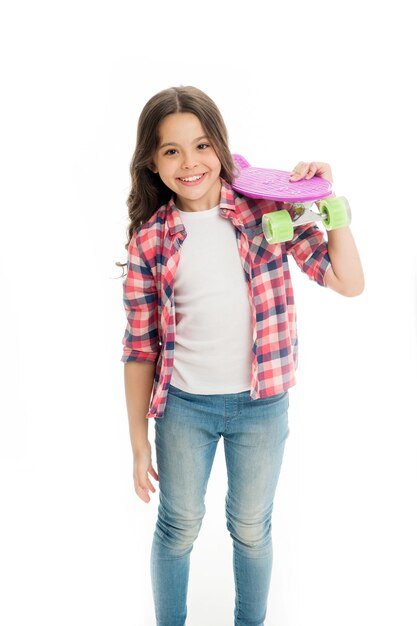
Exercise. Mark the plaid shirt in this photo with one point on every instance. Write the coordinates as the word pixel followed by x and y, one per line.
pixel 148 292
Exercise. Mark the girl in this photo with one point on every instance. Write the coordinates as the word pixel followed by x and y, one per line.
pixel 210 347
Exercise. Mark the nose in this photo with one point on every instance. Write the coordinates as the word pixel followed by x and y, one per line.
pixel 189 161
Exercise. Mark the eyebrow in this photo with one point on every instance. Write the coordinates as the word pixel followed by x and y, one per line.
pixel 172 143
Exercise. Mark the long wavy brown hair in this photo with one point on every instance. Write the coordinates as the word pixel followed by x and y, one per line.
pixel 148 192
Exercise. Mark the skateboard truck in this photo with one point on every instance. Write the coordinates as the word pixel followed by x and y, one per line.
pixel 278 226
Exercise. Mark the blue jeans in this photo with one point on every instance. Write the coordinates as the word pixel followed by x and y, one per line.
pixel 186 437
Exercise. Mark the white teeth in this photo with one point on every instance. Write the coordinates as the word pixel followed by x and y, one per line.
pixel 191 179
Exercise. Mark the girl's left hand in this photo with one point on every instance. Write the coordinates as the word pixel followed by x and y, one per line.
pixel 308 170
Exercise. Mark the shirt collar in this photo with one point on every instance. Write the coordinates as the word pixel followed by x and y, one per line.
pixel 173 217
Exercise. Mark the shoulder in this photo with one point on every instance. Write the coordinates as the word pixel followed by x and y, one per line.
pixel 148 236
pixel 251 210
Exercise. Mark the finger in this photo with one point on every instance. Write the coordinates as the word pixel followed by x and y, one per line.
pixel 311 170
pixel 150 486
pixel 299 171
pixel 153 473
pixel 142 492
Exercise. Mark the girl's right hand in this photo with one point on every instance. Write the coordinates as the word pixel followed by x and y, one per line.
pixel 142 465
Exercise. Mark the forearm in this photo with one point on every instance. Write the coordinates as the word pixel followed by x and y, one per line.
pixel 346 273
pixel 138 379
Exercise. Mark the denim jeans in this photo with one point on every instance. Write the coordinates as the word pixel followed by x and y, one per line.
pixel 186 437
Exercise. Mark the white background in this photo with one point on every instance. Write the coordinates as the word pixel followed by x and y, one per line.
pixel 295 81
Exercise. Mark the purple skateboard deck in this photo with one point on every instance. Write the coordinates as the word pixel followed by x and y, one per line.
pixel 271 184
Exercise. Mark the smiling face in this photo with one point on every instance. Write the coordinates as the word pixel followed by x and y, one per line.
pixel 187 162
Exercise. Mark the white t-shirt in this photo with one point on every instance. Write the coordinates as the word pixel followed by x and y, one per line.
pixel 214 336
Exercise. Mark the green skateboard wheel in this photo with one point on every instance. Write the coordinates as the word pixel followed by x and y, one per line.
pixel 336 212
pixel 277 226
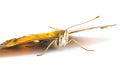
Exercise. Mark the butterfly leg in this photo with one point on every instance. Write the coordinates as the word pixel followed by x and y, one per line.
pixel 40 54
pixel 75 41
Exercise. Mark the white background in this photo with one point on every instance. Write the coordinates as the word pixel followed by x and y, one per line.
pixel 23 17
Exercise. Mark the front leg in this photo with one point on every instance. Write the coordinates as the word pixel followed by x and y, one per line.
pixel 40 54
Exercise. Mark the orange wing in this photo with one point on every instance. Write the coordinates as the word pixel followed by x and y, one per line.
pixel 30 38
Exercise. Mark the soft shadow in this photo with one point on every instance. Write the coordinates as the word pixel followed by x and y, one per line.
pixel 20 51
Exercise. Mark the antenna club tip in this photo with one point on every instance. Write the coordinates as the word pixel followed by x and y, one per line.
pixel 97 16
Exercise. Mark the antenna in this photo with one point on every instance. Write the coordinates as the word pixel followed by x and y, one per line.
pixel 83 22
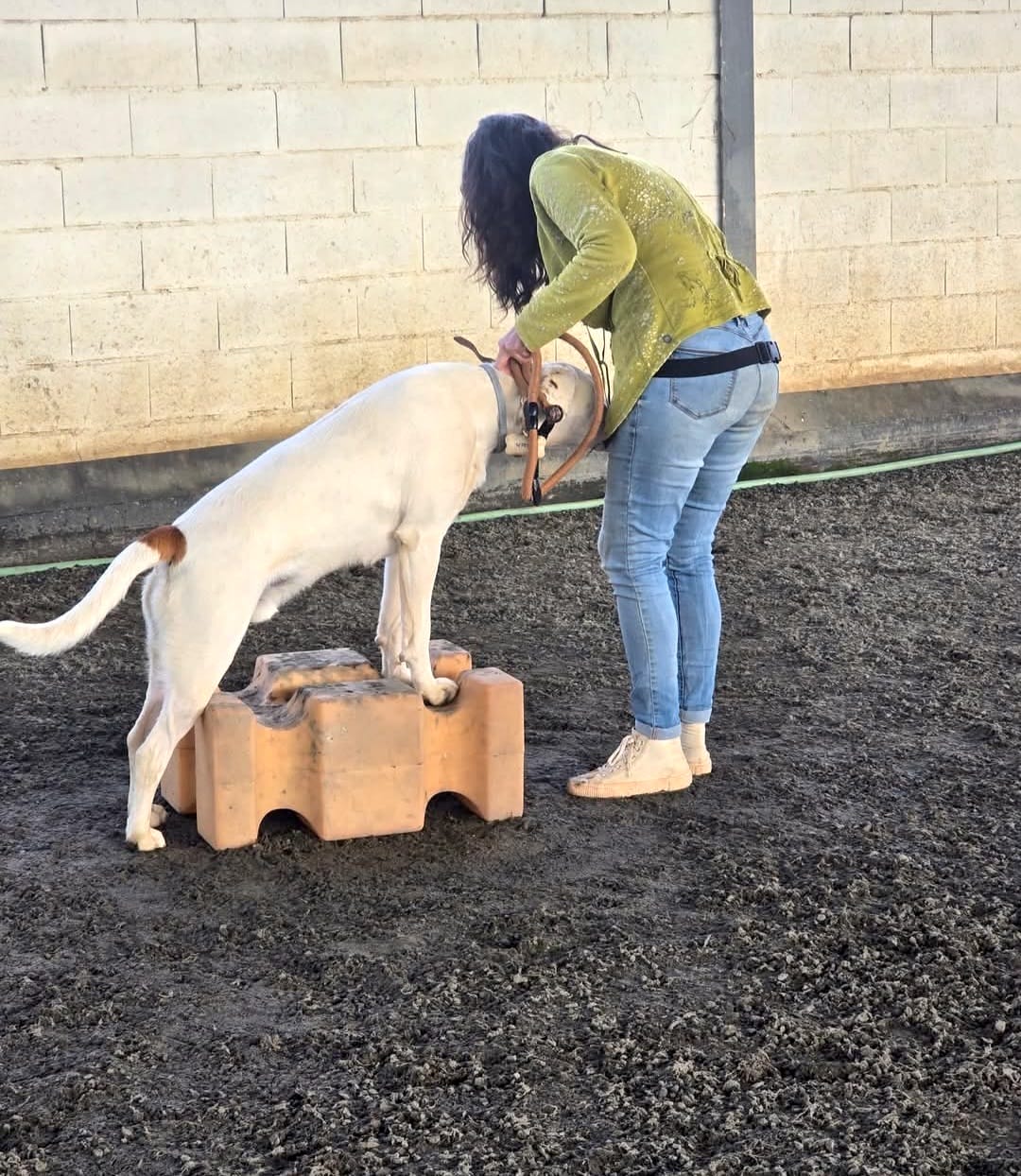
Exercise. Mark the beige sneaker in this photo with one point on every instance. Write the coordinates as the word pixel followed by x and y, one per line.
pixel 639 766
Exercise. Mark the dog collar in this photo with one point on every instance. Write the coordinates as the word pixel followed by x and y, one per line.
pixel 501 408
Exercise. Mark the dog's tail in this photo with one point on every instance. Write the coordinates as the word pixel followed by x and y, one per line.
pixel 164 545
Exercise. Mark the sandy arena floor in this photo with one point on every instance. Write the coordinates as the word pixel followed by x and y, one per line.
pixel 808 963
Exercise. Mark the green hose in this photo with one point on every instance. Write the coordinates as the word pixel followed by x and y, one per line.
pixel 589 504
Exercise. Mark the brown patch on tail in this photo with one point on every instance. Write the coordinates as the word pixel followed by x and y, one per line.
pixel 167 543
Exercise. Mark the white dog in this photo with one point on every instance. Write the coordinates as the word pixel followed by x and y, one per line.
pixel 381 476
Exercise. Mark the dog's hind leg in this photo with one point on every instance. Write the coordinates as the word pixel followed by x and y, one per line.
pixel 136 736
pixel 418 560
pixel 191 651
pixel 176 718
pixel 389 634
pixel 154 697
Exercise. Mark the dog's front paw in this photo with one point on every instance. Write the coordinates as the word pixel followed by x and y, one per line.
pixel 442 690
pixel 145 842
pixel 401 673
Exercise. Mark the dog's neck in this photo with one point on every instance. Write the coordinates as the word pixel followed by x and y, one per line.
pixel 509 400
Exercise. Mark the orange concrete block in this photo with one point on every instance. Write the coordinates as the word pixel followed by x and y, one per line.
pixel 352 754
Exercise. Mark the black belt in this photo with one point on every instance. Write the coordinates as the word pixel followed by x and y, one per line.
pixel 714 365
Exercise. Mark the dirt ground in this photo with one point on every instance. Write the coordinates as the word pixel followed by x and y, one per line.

----

> **Your instructions**: Put every line of the records above into a numbered list, skipping blank lines and leaving out the pictures.

> **Correct response**:
1. Exercise. Mark the plaid shirt in this photo with one point on every instance. Write the coordinates as the word pixel followed by x and y, one per line.
2. pixel 148 292
3. Exercise. Mark the girl in this photo with one point on every instance. Write the coordinates as the word pixel followed by x and y, one per line.
4. pixel 210 347
5. Exercise. Mark the nose in this photo with one point on every instance. Write the coordinates as the word pixel followed by x and y, one per line.
6. pixel 189 161
7. Exercise. Mark the eyebrow in this photo with one point on every instance. Write the coordinates as the word pixel followed by x and y, one per line.
8. pixel 172 143
9. Exercise. Mark the long wavy brown hair in this photo with one point on every instance. Write the coordinates as the word pixel followed by x and y, one per line.
10. pixel 148 192
11. Exercise. Mark the skateboard truck in this photo with one point on every instance. Write the coordinates as the word pixel followed by x and y, one per line.
12. pixel 278 226
13. Exercise. Mark the blue jeans in this photo with one point on every instance. Write the coordinates as the word pixel followed by x and y, one per line.
14. pixel 186 437
15. Exercise. Mark the white teeth in this photo with one point on every instance. Write the coordinates as the word pixel followed by x and y, one per line.
16. pixel 191 179
17. Exercise. Mark the girl's left hand in this photo with one point on every instance. Write the coordinates as the word pixel followed by x and y, one per line.
18. pixel 308 170
19. Exercise. Mark the shirt collar in this photo with one point on every instance. Write the coordinates as the word pixel followed by x and y, one per line.
20. pixel 173 217
21. Exercise. Mark the shoulder in this photo with one point on every instance. Write the coordinates as the word pixel followed by x and y, one per line.
22. pixel 148 236
23. pixel 251 210
24. Exercise. Mark the finger in this photo with one point on every instance. Write the coordinates as the word pixel followed by x and y, one per line.
25. pixel 311 170
26. pixel 150 486
27. pixel 299 171
28. pixel 153 473
29. pixel 142 492
30. Exercise. Mark the girl's right hand in this photo with one point on every instance. Write the coordinates as the word pixel followed by x and y, one per line.
31. pixel 142 465
32. Exercise. Mark the forearm in this photo with one point on every instance. Write the coordinates as the word pixel followed by x and y, one per line.
33. pixel 346 273
34. pixel 138 379
35. Exercise. Mark the denim jeans in this photo with one point on every instance. Write the coordinates as the word pixel followed by x and y, one per line.
36. pixel 186 437
37. Exercise. Mark the white background in this photo with one point on every instance. Write the coordinates as the word pixel followed by x and y, one per line.
38. pixel 295 81
39. Exercise. Mark the purple skateboard deck in this photo with one point on every instance. Write the coordinates as the word pixel followed by x and y, one per line.
40. pixel 271 184
41. Exercise. Mark the smiling face in this photo with one point on every instance. Write the coordinates as the word pixel followed by x and y, one per line.
42. pixel 187 162
43. Exercise. Mark the white t-shirt in this photo with one point on every instance. Write the coordinates as the word pixel followed by x and y, one per line.
44. pixel 214 336
45. Exercise. Mark the green skateboard wheel in this photo with one point on every instance. Write the coordinates as the word pixel followed by x and y, one per line.
46. pixel 336 212
47. pixel 277 226
48. Exercise. Mark the butterfly leg in this photo with one point on every instance. Write the coordinates as the word pixel followed by x and y, one per line.
49. pixel 40 54
50. pixel 75 41
51. Exercise. Mark the white background in this photo with one point on every instance. Write the coordinates as the word pixel followed by x and y, one per line.
52. pixel 23 17
53. Exercise. Mark the front leg in this photo with one point on every instance. Write the coordinates as the word pixel followed by x and y, one per line.
54. pixel 40 54
55. Exercise. Mark the orange wing in this photo with one point on every instance. Write the coordinates as the word pixel followed by x and y, one per line.
56. pixel 30 38
57. Exercise. Mark the soft shadow in this photo with one point on every instance. Write the coordinates as the word pixel followed by x and y, one per line.
58. pixel 20 51
59. Exercise. Mark the antenna club tip in this photo with one point on every instance. Write the coordinates as the word pixel followed by x and y, one per line.
60. pixel 97 16
61. Exercise. Mark the antenna in this photo with one point on every instance. Write the coordinates as the word pixel followed by x and y, one per line.
62. pixel 83 22
63. Exercise. Mark the beige sneaker in this photo with one point on every instance. Write the coordinates as the word pixel followed by x and y, one per line.
64. pixel 639 766
65. Exercise. Mark the dog collar in this photo with one point on every instance. Write the coordinates as the word pixel followed by x and y, one per line.
66. pixel 501 408
67. Exercise. Mark the dog's tail in this photo with one point on every instance. Write the coordinates as the word pixel followed by x and y, one per line.
68. pixel 164 545
69. Exercise. Mark the sandy arena floor in this photo with one point on every instance. Write the coordinates as the word pixel followed by x and y, one per line.
70. pixel 808 963
71. Exercise. Mark the green hose in this photo with one point on every instance. Write the coordinates as the word pixel followed by x and y, one per line.
72. pixel 589 504
73. Exercise. Mark the brown patch on tail in this photo with one point on every instance. Write the coordinates as the word pixel followed by x and y, one per line.
74. pixel 167 543
75. Exercise. Mark the white dog in this photo with one point on every instance. Write the coordinates as the word pixel followed by x and y, one per line.
76. pixel 381 476
77. Exercise. Mark the dog's hind leg in this photo with one point on every instance. Write the coordinates as the word pixel followed by x and y, one per line.
78. pixel 136 736
79. pixel 418 560
80. pixel 191 651
81. pixel 176 718
82. pixel 389 634
83. pixel 154 697
84. Exercise. Mark the dog's front paw in this photo with one point on every instance. Write the coordinates as the word pixel followed by x and y, one per line.
85. pixel 442 690
86. pixel 145 842
87. pixel 401 673
88. Exercise. Mark the dog's neck in this photo with one point on every instance. Write the coordinates as the word pixel followed by x and y, one per line.
89. pixel 509 400
90. Exercise. Mark the orange concrete block in this photo with one point on every instance. Write the coordinates as the word pixel followed by x and y, one per line.
91. pixel 352 754
92. Exercise. Mark the black belt in this photo with one point on every instance. Write the coordinates as the word pixel followed by x and y, one per line.
93. pixel 714 365
94. Exercise. Mark the dirt ground in this photo with one point on every instance. Write the coordinates as the word pixel followed by x and y, one per line.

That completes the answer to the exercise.